PARTS OF THE EXERCISE
1: Change "neutral point of view" to "balanced perspective" in the talk page on articles with the most references, and write out the passage from "Latest comment: 11" to "content assessment scale.".
2: Carry on the Wikipedia talk page about articles with the most references after its final sentence.

TEXT EXTRACT
Wikipedia talk:Articles with the most references

Latest comment: 11 months ago by Usernamekiran in topic MOSTREFS bot
WikiProject iconWikipedia Project‑class
WikiProject iconThis page is within the scope of WikiProject Wikipedia, a collaborative effort to improve Wikipedia's encyclopedic coverage of itself. If you would like to participate, please visit the project page. Please remember to avoid self-references and maintain a neutral point of view, even on topics relating to Wikipedia.
ProjectThis page does not require a rating on Wikipedia's content assessment scale.

Intervals edit

Just wanted to state my piece: I find the current interval labeling to be inelegant and unhelpful. The reference counts do not follow an even distribution; it's more like the tail of a poisson distribution. I attempted to remedy this but was reverted for a reason I do not find compelling. However, I am uninterested in a battle over this issue, so I'll simply leave at this point. A waste of time. Praemonitus (talk) 23:25, 22 April 2013 (UTC)Reply

Stats on growth of references? edit

Hi there, very interesting list and Wow! A lot of references per article...  :-)

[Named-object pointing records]
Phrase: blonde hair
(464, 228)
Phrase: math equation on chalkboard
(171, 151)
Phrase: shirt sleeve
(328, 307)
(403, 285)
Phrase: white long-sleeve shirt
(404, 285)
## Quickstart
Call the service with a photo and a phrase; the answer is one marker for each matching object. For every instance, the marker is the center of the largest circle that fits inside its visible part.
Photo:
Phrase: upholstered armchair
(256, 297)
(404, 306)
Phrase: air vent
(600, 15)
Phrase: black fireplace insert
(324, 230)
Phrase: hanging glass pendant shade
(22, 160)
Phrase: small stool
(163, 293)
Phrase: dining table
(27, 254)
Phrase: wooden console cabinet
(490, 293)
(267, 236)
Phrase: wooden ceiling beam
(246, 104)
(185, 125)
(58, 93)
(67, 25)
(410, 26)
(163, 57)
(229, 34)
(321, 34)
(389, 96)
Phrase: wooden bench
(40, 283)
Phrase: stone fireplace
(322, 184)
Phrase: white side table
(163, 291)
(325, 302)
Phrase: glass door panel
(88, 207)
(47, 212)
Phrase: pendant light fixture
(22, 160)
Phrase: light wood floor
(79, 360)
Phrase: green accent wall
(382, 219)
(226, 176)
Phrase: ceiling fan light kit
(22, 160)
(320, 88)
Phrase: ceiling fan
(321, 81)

ANSWER LIST
1:
Latest comment: 11 months ago by Usernamekiran in topic MOSTREFS bot
WikiProject iconWikipedia Project‑class
WikiProject iconThis page is within the scope of WikiProject Wikipedia, a collaborative effort to improve Wikipedia's encyclopedic coverage of itself. If you would like to participate, please visit the project page. Please remember to avoid self-references and maintain a balanced perspective, even on topics relating to Wikipedia.
ProjectThis page does not require a rating on Wikipedia's content assessment scale.

2:
  • I am looking for a stat/ report/ study about the growth of references in enWP in total, for the last year or something similar. I think I read somewhere about an evaluation of this kind, maybe for references or for external links or citations. Unfortunately I can't find it anymore and don't remember the place or exact subject. I would be very thankful if somebody could point me to something!
  • On german Wikipedia, users goiken and Svebert looked at the growth of "<ref" in article name space between 10. April 2011, 29. Oktober 2011 and 13. April 2012 (based on dumps, reported here: [1], [2], [3]). They found a growth of references of 36,4 % (from 2,6 to 3,6 million), while the number of german WP articles grew 13,5 %. The average number of references per article was 2,1 in 2011 and 2,5 in 2012.
  • OK, wait, I found some very old stats from enWP of 2008/2009: User:Dr_pda/Article_referencing_statistics and User:WolterBot/Cleanup_statistics. "the average number of citations per paragraph was 2.07 for FA, 2.06 for GA, 0.87 for A class, 0.51 for B, 0.26 for Start, 0.14 for Stub and 0.15 for Unassessed articles. This was out of a total of 2,251,862 articles (disambig pages and obvious lists excluded); 1,625,072 (72%) had no refs" [4].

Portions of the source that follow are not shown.